#### ISTRUZIONI
1) Rispondi a queste domande sul racconto del soggiorno nella casa con il cortile, una per riga:
(a) Quanti letti a castello ci sono nello stanzone del secondo piano?
(b) Verso che ora arriva il resto della compagnia?
(c) Con quale mezzo si spostano tutti la mattina dopo?
2) Prosegui il racconto del soggiorno nella casa con il cortile, riprendendo subito dopo la sua ultima frase.

#### ESTRATTO DELLA PAGINA
☆ ☆ ☆ ☆ ☆

Dentro un cortile, alberi, qualche pianta e quattro cinesi attorno a
un fuoco scoppiettante. Primo deja vu. Saluti, vuoi da bere, siediti.
M. mi porta dentro a mostrarmi il posto. La casa ha tre piani, anche
se mi sarei aspettato di trovarci diecimila scalini. Al primo c’è
la cucina e un paio di stanze e un cesso. Al secondo piano altro
cesso, due stanze e uno stanzone in cui ci sono otto letti a
castello. Barre di legno e un piccolo lenzuolo come materasso,
coperte e cuscino. Ideale per un ostello, il luogo. Al terzo piano un
po’ di casino ancora da mettere a posto e infine un terrazzo. Dentro
fa più freddo che fuori: non c’è riscaldamento.

Mangiamo
qualcosa, mentre mostro a M. il video di Serpica, discutiamo dello
speech, ci facciamo due chiacchiere a caso. E’ interessato, mi dice,
soprattutto alla questione della precarietà. Mi dice che è
un argomento di cui si comincia a discutere in Cina. Fremo, parliamo
e dopo poco, verso le 23 arriva il resto della compagnia. C’è
una ragazza bionda, italiana, che forse confonde la sigla di
chiusura, una fine, con quella di un nuovo inizio (che le auguro, per
altro), un ragazzo italiano desideroso di campagna e semplicità, una ragazza
spagnola che sembra la tipica persona in grado di adattarsi a tutto.
E per di più è simpatica da matti. Mi sento molto banda
dei quattro

Mangiamo,
beviamo un paio di birre, ci scaldiamo al fuoco e poi a dormire.
L’indomani la sveglia è alle sette. Seguono bestemmie di ogni
genere. Penso: meno male che ho portato il caffè.

2.

Ci
svegliamo alle 8 passate, naturalmente, a meno di un’ora dall’inizio
dello speech. Bestemmie, cazzi e mazzi, caffè rapido, freddo
della Madonna di Cristo e soprattutto sonno incredibile. Prendiamo un
taxi e ci stiamo tutti, perché è un piccolo vagoncino.
Percorriamo la strada che costeggia il fiume. Un punto grigio di
bruma. Ancora: silenzioso e scuro.

☆ ☆ ☆ ☆ ☆

#### RIGHE DI DATI
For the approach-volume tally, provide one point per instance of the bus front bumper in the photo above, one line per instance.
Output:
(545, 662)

☆ ☆ ☆ ☆ ☆

#### RISPOSTE
1)
(a) Otto.
(b) Verso le 23.
(c) In taxi.

2)
Arriviamo
all’università e il taxi si inerpica per stradine che sembra
di stare in mezzo al parco. Infatti mi dice qualcuno, è un
parco. Scendiamo e entriamo nell’Università di giornalismo di
Wuhan. C’è pure il cartello che annuncia la conferenza. Lo
riconosco perché c’è il mio cazzo di nome. Il cognome è
sbagliato, hai visto mai…Entriamo dentro, ho voglia di caffè,
ma non solo. Ci affacciamo nell’aula ed è piena. Il brusio si
blocca quando fanno capolino le facce di quattro laowai,
stranieri, che forse puzzano di fuoco, sicuramente sono bianchi come
dei morti e sembrano avere bisogno di qualcosa che in quel posto non
si trova.

Parte
una spedizione alla ricerca del caffè tra risolini a prendere
per il culo me. Io mi dirigo con M. nella stanza del professore che
ha organizzato l’ambaradan e dopo un rapido saluto vengo al dunque:
ho bisogno di carta, senza metafora che tenga.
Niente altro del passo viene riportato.